--- Start DATA SHOWN ---

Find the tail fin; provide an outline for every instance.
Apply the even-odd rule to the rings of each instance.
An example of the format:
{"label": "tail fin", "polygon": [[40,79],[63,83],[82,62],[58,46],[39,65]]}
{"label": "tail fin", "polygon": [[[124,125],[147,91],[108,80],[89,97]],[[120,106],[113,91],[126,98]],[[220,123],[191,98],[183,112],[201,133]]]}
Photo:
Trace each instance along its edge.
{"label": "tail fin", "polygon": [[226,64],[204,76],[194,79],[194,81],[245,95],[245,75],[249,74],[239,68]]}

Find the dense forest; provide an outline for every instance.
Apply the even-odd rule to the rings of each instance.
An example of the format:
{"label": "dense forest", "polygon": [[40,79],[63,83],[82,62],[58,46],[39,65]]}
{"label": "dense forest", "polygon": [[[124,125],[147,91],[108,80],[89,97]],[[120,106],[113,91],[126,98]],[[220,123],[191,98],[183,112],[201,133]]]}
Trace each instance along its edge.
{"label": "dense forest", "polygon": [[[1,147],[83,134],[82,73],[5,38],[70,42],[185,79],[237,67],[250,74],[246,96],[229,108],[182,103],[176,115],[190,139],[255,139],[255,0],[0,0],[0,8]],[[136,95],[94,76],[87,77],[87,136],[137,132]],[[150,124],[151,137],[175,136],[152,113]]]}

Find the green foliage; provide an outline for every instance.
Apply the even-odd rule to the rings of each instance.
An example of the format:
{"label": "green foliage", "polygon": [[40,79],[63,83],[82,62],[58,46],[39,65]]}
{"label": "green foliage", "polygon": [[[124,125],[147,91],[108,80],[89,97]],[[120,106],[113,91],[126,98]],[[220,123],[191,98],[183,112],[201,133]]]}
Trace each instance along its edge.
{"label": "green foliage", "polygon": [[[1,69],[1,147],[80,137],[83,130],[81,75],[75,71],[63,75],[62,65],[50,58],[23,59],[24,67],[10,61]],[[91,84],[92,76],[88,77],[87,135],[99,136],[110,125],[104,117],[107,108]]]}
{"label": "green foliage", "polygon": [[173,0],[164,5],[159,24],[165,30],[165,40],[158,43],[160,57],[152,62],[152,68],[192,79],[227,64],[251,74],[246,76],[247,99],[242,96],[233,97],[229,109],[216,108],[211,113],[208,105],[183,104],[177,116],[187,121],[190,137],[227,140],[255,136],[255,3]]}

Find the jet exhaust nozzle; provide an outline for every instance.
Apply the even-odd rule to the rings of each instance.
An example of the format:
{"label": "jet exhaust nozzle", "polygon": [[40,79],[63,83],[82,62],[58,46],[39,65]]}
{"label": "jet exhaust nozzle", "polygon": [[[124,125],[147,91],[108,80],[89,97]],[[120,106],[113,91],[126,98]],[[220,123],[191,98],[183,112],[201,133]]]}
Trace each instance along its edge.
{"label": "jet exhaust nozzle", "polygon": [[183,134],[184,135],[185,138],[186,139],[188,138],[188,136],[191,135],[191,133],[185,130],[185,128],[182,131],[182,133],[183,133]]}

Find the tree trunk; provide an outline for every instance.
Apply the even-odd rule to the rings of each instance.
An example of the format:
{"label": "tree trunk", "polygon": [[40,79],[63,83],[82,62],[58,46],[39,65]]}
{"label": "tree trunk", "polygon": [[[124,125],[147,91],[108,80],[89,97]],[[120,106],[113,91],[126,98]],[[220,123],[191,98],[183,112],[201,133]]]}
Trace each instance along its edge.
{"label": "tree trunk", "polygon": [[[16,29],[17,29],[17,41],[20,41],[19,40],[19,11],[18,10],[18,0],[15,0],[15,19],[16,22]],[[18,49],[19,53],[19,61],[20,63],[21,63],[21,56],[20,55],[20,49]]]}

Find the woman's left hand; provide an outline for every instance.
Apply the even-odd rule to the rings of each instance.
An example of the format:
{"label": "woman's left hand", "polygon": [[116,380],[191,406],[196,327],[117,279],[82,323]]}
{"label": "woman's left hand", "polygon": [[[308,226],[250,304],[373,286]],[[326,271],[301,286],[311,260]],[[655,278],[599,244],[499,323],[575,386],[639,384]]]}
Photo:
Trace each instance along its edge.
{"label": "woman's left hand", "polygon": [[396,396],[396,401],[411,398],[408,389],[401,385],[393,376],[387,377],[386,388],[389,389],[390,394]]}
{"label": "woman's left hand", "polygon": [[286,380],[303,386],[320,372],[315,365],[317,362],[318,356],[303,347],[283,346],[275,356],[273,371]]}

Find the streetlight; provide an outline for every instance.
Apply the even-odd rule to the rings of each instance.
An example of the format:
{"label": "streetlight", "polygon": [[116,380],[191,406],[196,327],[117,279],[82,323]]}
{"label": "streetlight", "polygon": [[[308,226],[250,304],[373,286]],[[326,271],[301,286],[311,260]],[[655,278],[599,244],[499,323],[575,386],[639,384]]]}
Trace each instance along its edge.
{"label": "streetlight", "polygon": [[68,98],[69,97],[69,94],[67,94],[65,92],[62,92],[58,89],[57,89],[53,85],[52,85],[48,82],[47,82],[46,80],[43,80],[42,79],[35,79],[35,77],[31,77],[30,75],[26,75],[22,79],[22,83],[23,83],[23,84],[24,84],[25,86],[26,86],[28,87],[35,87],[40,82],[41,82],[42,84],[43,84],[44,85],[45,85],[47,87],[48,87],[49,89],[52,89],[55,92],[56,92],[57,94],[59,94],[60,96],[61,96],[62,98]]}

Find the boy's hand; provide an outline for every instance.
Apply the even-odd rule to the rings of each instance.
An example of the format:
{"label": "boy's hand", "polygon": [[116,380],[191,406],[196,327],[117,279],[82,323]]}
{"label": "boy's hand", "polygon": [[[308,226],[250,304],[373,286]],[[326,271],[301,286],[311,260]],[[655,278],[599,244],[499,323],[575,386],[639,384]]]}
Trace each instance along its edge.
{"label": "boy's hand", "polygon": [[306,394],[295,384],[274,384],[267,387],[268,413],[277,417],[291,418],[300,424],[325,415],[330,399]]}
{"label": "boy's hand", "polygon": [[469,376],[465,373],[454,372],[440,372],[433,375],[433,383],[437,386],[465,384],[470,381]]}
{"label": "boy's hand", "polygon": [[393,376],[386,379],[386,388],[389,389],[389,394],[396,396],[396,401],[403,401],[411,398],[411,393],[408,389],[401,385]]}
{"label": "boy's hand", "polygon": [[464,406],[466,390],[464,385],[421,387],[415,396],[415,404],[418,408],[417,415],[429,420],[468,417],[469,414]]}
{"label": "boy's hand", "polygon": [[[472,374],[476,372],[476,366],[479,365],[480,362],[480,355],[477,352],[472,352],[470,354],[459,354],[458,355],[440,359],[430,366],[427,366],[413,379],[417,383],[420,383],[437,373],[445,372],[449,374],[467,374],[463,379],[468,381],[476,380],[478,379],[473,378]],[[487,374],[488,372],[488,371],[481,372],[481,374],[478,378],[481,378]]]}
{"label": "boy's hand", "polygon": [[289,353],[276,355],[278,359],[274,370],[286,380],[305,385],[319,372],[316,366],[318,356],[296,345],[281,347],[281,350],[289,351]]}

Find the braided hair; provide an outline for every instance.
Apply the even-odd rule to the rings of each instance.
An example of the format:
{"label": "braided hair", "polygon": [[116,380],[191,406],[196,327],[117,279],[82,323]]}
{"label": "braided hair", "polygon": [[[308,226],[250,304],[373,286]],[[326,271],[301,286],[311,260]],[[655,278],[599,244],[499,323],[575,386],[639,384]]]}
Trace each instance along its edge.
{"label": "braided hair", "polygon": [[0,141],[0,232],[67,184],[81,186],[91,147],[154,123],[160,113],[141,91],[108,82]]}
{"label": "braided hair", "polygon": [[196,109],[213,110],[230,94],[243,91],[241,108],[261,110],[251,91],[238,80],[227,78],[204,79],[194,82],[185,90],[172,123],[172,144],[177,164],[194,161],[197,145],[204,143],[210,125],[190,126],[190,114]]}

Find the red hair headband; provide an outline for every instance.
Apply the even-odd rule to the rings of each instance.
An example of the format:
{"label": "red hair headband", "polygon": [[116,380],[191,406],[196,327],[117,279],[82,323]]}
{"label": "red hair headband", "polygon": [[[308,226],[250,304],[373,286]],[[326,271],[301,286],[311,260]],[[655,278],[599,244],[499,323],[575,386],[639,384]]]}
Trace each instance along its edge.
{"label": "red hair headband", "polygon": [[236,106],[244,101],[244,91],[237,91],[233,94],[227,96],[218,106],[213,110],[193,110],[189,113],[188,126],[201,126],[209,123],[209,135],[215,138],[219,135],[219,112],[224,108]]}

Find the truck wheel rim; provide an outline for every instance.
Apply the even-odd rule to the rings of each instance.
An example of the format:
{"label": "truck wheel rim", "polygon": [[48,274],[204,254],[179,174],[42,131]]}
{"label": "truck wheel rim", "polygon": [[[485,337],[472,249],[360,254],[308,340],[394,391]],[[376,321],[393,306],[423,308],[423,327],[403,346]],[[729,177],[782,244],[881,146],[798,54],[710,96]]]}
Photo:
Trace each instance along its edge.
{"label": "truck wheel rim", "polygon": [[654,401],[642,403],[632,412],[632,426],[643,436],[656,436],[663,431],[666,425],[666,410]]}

--- End DATA SHOWN ---

Repeat exactly, and only, the lines from the one containing "Find the truck" through the end of the material.

THE RESPONSE –
Find the truck wheel rim; provide an outline for every instance.
Apply the even-odd rule to the rings of each instance.
An example of the format:
{"label": "truck wheel rim", "polygon": [[48,274],[204,254],[179,174],[42,131]]}
{"label": "truck wheel rim", "polygon": [[[485,337],[472,249],[360,254],[308,340],[394,391]],[[376,321],[393,306],[423,308],[423,327],[403,346]],[[729,177],[782,244],[881,146],[798,54],[710,96]]]}
Photo:
Trace each instance along its edge.
{"label": "truck wheel rim", "polygon": [[654,401],[642,403],[632,412],[632,426],[643,436],[656,436],[663,431],[666,425],[666,410]]}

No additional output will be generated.